## Exercise instructions
**1.** Answer these questions about the mammogram notebook excerpt, labeling each answer with its letter.
(a) Which shape category does the number 3 stand for?
(b) What label does the histogram's y-axis receive?
(c) What face color is given to the histogram bars?
**2.** Continue the mammogram notebook excerpt, picking up after its final line.

## Excerpted passage

-- Opening Marker --

If we recall from earlier each shape number correlates to a category: shape of mass is 1(round), 2(oval), 3(lobular), 4(irregular). When looking at the shape of malignant cases, most of the samples have an irregular shape while a majority of the samples where the severity is benign have a round or oval shape.

In [None]:
yes = list(np.where(y==1)[0])
#X_age = X[yes]
no = list(np.where(y==0)[0])

X3 = X[yes]
X4 = X[no]

#X_age[1].hist(figsize=[11,11])

#x = mu + sigma*np.random.randn(10000)

# the histogram of the data
n, bins, patches = pp.hist(X3[:, 3], 50, facecolor='pink', alpha=0.75)

# add a 'best fit' line
#y = mlab.normpdf( bins, mu, sigma)
#l = plt.plot(bins, y, 'r--', linewidth=1)


#print X_age[:, 1]
#print np.mean(X_age[1])

pp.xlabel('Margin')
pp.ylabel('Number of People')
pp.title('Margin of mammogram with malignant')
pp.axis([1, 5, 0, 300])
pp.grid(True)

pp.show()


for i in range(1, 6):
    count = 0
    for j in X3[:,3]:
        #print j
        if (j == i):
            count += 1
    print ("Number of samples that have margin %d where severity is malignant: %d" % (i, count))

-- Closing Marker --

## Entries provided
-- Opening Marker --

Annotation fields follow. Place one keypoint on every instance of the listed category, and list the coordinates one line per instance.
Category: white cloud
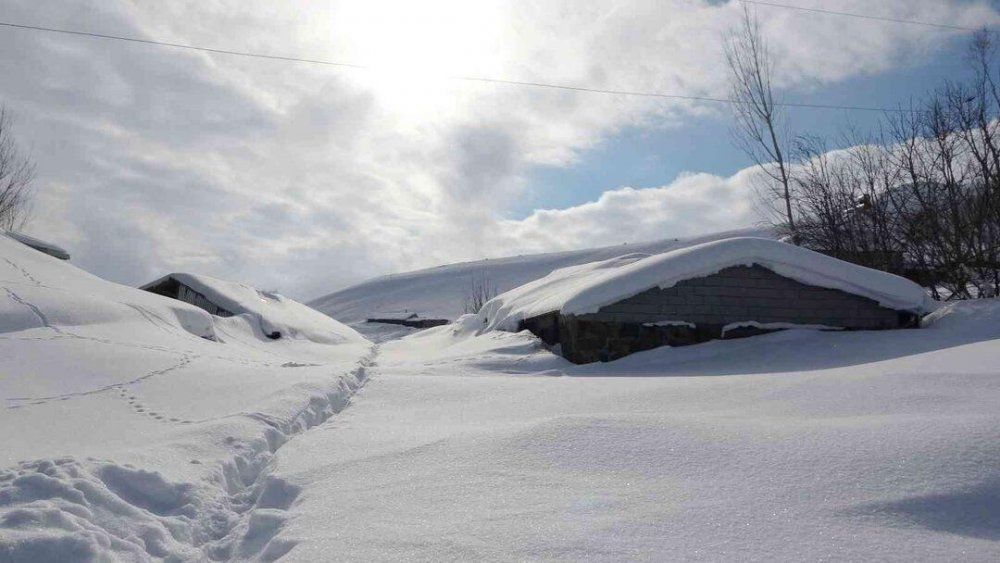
(305, 178)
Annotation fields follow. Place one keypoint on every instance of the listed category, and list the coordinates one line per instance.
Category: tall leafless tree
(759, 119)
(16, 175)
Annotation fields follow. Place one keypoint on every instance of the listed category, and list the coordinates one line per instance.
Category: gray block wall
(749, 294)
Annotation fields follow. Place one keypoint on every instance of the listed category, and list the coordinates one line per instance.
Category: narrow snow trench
(94, 509)
(264, 499)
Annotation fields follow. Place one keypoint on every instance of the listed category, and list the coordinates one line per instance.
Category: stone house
(725, 289)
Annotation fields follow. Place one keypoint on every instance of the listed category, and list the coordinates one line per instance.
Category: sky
(306, 178)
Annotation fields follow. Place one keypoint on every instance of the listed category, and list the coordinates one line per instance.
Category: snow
(440, 293)
(670, 323)
(586, 288)
(791, 446)
(40, 245)
(269, 310)
(129, 436)
(776, 326)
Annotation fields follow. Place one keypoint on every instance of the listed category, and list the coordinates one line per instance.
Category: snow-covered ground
(794, 446)
(127, 435)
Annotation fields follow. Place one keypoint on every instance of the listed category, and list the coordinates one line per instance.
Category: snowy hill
(440, 292)
(138, 427)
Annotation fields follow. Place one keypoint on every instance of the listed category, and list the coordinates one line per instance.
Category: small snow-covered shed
(187, 288)
(39, 245)
(722, 289)
(273, 314)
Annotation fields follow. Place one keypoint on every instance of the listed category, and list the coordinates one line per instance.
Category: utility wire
(481, 79)
(859, 16)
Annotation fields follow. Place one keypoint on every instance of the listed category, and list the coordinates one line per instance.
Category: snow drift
(268, 310)
(440, 292)
(137, 427)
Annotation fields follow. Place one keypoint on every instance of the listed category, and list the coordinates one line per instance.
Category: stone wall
(749, 294)
(733, 295)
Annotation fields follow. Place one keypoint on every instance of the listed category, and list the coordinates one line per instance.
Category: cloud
(690, 205)
(305, 178)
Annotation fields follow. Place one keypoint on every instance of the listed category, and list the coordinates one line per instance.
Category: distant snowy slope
(440, 292)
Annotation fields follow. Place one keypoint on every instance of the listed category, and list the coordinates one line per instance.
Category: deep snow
(127, 435)
(795, 446)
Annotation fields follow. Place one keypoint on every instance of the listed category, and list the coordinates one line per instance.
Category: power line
(859, 16)
(481, 79)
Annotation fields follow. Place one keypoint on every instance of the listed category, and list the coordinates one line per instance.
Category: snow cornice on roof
(586, 288)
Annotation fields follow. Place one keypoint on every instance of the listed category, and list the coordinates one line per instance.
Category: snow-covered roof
(275, 312)
(40, 245)
(586, 288)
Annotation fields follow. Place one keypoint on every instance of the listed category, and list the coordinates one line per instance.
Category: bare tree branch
(16, 175)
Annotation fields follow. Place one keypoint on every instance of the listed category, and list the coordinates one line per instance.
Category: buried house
(265, 313)
(723, 289)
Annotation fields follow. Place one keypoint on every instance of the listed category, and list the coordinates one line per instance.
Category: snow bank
(44, 292)
(270, 311)
(586, 288)
(136, 427)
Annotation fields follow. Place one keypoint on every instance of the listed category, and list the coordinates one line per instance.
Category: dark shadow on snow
(972, 513)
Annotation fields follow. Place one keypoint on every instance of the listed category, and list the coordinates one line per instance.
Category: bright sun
(413, 47)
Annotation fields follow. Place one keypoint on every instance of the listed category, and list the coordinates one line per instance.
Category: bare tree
(16, 175)
(758, 116)
(481, 290)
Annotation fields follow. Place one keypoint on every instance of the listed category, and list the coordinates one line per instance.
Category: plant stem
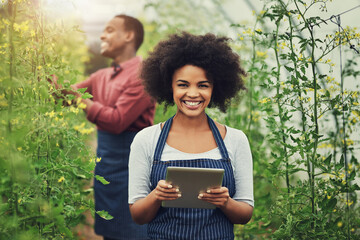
(282, 125)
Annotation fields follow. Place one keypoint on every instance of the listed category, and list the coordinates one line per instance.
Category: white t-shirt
(143, 149)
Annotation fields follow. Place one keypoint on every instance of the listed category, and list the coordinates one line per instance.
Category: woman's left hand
(217, 196)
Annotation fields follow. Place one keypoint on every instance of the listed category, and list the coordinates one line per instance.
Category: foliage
(44, 160)
(309, 117)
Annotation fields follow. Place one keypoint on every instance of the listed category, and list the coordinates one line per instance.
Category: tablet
(191, 182)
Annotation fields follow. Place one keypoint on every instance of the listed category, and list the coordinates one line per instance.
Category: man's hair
(133, 24)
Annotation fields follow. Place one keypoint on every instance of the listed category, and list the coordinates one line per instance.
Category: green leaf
(86, 95)
(81, 90)
(104, 214)
(102, 180)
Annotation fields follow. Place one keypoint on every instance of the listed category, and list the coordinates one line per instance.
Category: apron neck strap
(165, 132)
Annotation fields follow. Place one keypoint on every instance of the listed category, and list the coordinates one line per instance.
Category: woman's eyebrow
(180, 80)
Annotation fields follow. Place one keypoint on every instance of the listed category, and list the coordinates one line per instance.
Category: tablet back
(191, 182)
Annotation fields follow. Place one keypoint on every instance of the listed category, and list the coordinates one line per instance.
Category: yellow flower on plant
(261, 54)
(265, 100)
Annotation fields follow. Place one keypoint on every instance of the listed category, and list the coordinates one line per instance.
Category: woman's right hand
(165, 191)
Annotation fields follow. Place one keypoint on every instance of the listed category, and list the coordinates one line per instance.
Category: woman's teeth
(191, 103)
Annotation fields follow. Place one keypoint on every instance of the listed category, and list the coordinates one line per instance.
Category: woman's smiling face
(192, 90)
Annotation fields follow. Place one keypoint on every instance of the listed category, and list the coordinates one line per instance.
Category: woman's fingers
(216, 196)
(165, 191)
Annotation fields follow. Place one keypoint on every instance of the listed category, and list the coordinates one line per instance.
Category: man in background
(119, 108)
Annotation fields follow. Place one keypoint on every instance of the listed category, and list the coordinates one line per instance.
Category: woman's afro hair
(209, 52)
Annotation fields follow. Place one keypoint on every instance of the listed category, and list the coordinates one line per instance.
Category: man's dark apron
(191, 223)
(114, 151)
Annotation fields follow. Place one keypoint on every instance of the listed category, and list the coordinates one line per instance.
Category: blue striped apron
(114, 151)
(188, 223)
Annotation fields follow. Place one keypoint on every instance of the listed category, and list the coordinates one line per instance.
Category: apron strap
(165, 132)
(218, 138)
(162, 139)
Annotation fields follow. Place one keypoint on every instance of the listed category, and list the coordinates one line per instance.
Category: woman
(194, 72)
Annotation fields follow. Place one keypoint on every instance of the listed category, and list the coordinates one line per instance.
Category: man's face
(114, 38)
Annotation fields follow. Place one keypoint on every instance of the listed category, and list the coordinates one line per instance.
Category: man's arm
(129, 106)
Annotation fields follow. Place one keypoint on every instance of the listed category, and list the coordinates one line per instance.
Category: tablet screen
(191, 182)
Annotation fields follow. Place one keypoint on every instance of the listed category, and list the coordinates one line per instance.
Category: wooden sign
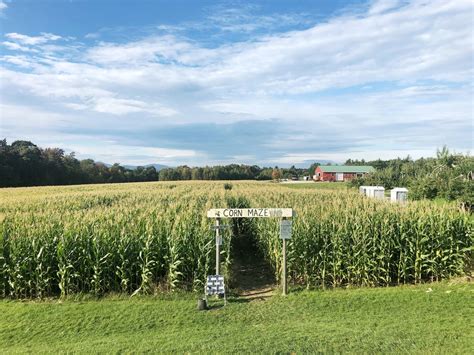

-- Closing Marker --

## Activity answers
**1.**
(a) Lobular.
(b) Number of People.
(c) Pink.

**2.**
           
n, bins, patches = pp.hist(X4[:, 3], 50, facecolor='orange', alpha=0.75)

# add a 'best fit' line
#y = mlab.normpdf( bins, mu, sigma)
#l = plt.plot(bins, y, 'r--', linewidth=1)


#print X_age[:, 1]
#print np.mean(X_age[1])

pp.xlabel('Margin')
pp.ylabel('Number of People')
pp.title('Margin of mammogram with benign')
pp.axis([1, 5, 0, 300])
pp.grid(True)

pp.show()


for i in range(1, 6):
    count = 0
    for j in X4[:,3]:
        #print j
        if (j == i):
            count += 1
    print ("Number of samples that have margin %d where severity is benign: %d" % (i, count))

Each number of margin corresponds to the mass of the margin: 1(circumscribed), 2(microlobulated), 3(obscured), 4(ill-defined), 5(spiculated). If a sample's severity is malignant it is common for their margin mass to be ill-defined or spiculated where on the other side of the spectrum portrays that of the samples where severity is benign the commong mass margin is circumscribed

In [None]:
X5 = X[yes]
X6 = X[no]

#X_age[1].hist(figsize=[11,11])

#x = mu + sigma*np.random.randn(10000)

# the histogram of the data
n, bins, patches = pp.hist(X5[:, 4], 50, facecolor='brown', alpha=0.75)

# add a 'best fit' line
#y = mlab.normpdf( bins, mu, sigma)
#l = plt.plot(bins, y, 'r--', linewidth=1)


#print X_age[:, 1]
#print np.mean(X_age[1])

pp.xlabel('Density')
pp.ylabel('Number of People')
pp.title('Density of mammogram with malignant')
pp.axis([1, 4, 0, 400])
pp.grid(True)

pp.show()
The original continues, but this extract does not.